Short exercise - Reproduce all of the rows below, switching "Trail-cam" for "Security-cam" wherever it occurs and leaving everything else unchanged.

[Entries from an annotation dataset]
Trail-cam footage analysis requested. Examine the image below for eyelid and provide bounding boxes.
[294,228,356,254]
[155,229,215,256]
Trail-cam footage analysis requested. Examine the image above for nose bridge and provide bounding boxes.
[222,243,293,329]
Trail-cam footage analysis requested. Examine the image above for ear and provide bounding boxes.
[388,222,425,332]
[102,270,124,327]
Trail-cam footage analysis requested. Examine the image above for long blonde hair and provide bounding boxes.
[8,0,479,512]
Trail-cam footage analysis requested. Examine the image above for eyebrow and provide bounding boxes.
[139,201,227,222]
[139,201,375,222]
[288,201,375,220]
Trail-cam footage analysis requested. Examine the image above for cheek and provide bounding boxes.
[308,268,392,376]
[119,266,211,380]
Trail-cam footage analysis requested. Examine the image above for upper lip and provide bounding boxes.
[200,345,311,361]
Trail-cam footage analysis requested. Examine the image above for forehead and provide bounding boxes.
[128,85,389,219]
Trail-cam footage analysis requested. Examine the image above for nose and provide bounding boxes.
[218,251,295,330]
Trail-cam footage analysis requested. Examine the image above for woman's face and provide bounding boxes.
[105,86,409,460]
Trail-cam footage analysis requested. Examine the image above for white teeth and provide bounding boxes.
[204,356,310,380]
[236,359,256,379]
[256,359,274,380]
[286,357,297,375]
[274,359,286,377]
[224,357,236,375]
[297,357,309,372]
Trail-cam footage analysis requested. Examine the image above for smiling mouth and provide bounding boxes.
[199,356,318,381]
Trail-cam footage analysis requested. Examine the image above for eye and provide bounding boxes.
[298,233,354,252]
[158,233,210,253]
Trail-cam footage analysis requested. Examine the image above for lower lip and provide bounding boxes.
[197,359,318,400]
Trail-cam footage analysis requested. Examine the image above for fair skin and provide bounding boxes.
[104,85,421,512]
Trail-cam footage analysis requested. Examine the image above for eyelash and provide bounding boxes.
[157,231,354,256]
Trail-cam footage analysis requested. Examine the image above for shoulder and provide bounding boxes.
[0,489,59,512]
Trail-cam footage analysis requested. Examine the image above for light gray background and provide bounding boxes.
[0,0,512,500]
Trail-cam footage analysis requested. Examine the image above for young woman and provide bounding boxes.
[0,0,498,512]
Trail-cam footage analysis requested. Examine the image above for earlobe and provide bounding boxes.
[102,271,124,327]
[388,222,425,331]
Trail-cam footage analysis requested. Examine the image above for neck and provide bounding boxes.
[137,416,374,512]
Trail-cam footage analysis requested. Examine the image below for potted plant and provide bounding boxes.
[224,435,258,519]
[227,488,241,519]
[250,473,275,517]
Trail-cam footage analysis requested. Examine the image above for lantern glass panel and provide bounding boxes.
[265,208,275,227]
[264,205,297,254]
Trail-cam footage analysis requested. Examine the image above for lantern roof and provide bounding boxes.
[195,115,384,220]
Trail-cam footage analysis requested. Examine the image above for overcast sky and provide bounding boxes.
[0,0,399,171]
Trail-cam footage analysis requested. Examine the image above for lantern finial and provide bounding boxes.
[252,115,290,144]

Complete output -
Security-cam footage analysis requested. Examine the image below for eyelid and provide bounding boxes.
[294,228,356,254]
[155,229,215,256]
Security-cam footage analysis requested. Examine the image above for nose bridge and provide bounding boxes.
[222,243,293,329]
Security-cam footage analysis requested. Examine the image above for ear and provide bounding boxes.
[388,222,425,332]
[102,270,124,327]
Security-cam footage analysis requested. Examine the image above for long blonde hair and provide bounding boxes.
[8,0,479,512]
Security-cam footage analysis requested. Examine the image above for eyebrow and provide bounding boxes.
[139,201,227,222]
[139,201,375,222]
[288,201,375,220]
Security-cam footage analysis requested. Examine the image above for cheek and provide bounding boxes.
[308,268,392,376]
[119,266,211,380]
Security-cam footage analysis requested. Examine the image above for upper lip and provide bounding boxes.
[200,345,311,361]
Security-cam footage analysis requested. Examine the image above for forehead and provide bounding boxes.
[128,85,389,219]
Security-cam footage analysis requested. Examine the image above for nose and provide bounding boxes.
[218,251,295,330]
Security-cam footage analysis requested. Examine the image above for woman's face and provide bounding boxes.
[105,86,409,460]
Security-cam footage analysis requested. Examine the image above for white teeth and provide bounding boxes.
[204,356,310,380]
[236,359,256,379]
[256,359,274,380]
[286,357,297,375]
[274,359,286,377]
[224,357,236,375]
[297,357,309,372]
Security-cam footage analysis requested. Examine the image above for smiling mouth and provide bounding boxes.
[199,356,318,381]
Security-cam footage analysis requested. Examine the image above for eye and provide bounding boxes.
[298,233,354,252]
[158,233,210,253]
Security-cam footage analysis requested. Examine the image above for lower lip and provide bounding boxes.
[197,359,318,400]
Security-cam footage analysis requested. Examine the image above for fair skin and provide bounding boxes.
[104,85,421,512]
Security-cam footage analysis requested. Examine the image above for eyelash and provide bounding boxes.
[157,231,354,256]
Security-cam footage analysis requested. Examine the image above for shoulder and provide bounding boxes.
[0,489,59,512]
Security-cam footage analysis requested. Examine the image above for light gray background and provide bounding boxes.
[0,0,512,500]
Security-cam footage analysis requested. Examine the image above for young woman and provide bounding boxes.
[0,0,498,512]
Security-cam footage analysis requested. Examine the image above for earlobe and provide bounding boxes.
[102,271,124,327]
[388,222,425,331]
Security-cam footage analysis requested. Examine the image above for neck and provide bounding boxes.
[137,416,374,512]
Security-cam footage analysis requested. Examine the image below for potted plant and provide bounding boxes.
[224,435,258,519]
[227,488,241,519]
[250,473,275,517]
Security-cam footage analysis requested. Examine the image above for lantern glass panel and provide bounding boxes.
[265,208,275,227]
[264,205,297,254]
Security-cam footage analysis requested. Examine the image above for lantern roof and provide bounding boxes.
[195,115,384,220]
Security-cam footage analysis requested. Examine the image above for overcast sky and provide bounding boxes.
[0,0,399,171]
Security-cam footage analysis requested. Examine the image above for lantern finial and provide bounding boxes.
[252,115,290,144]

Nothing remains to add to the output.